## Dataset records
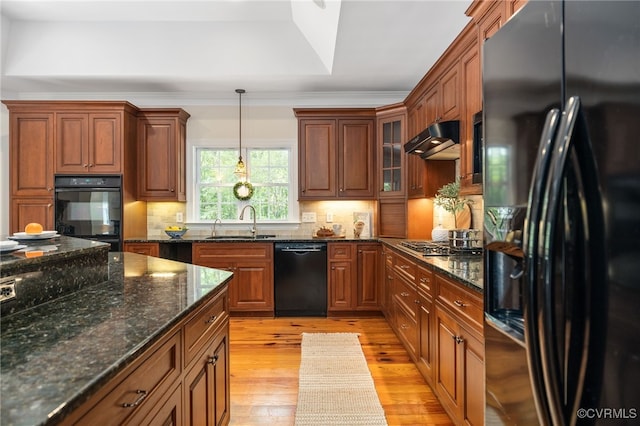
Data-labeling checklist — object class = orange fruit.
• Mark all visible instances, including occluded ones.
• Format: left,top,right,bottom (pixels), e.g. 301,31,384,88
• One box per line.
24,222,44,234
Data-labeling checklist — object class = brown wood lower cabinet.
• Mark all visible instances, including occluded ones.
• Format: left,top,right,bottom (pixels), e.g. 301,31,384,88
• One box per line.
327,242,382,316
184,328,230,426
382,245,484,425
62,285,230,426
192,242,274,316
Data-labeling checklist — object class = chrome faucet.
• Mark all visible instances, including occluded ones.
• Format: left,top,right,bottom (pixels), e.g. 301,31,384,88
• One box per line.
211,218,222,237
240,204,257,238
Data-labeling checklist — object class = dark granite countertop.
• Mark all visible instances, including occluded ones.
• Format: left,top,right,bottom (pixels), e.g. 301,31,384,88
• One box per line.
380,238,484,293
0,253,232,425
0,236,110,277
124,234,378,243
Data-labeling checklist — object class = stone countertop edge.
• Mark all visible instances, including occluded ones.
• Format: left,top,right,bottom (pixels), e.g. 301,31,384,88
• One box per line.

## AIM
Output the lines above as a numbered list, leaving out the pictures and any blank lines.

## TASK OUTPUT
1. Data-labeling checklist — object class = orange fruit.
2. • Mark all visible instances, including occluded ones.
3. • Format: left,top,right,bottom (pixels), e.g. 301,31,384,88
4. • One box per line.
5. 24,222,44,234
6. Data-labeling checklist — object class = brown wood lower cabinet.
7. • Mark all visible instances, including occluded ones.
8. • Format: left,top,right,bottom (pixels), e.g. 301,31,384,88
9. • One box per line.
10. 327,242,382,316
11. 184,328,230,426
12. 382,245,484,425
13. 62,285,230,426
14. 192,242,274,316
15. Data-labeling checklist — object class = chrome faucet.
16. • Mark all visible instances, including occluded ones.
17. • Format: left,top,right,bottom (pixels), e.g. 301,31,384,88
18. • One box per line.
19. 211,218,222,237
20. 240,204,257,238
21. Data-labeling checklist — object class = dark granite countertop.
22. • Mark all visible instances, including occluded ones.
23. • Format: left,top,right,bottom (pixels), e.g. 301,31,384,88
24. • One box per line.
25. 380,238,484,293
26. 0,253,232,425
27. 0,236,110,277
28. 124,234,378,243
29. Data-labeling checklist — object class = stone countertop edge.
30. • Mark all visible instances, including occluded ones.
31. • Format: left,top,right,bottom (pixels), e.g. 301,31,384,88
32. • One box per line.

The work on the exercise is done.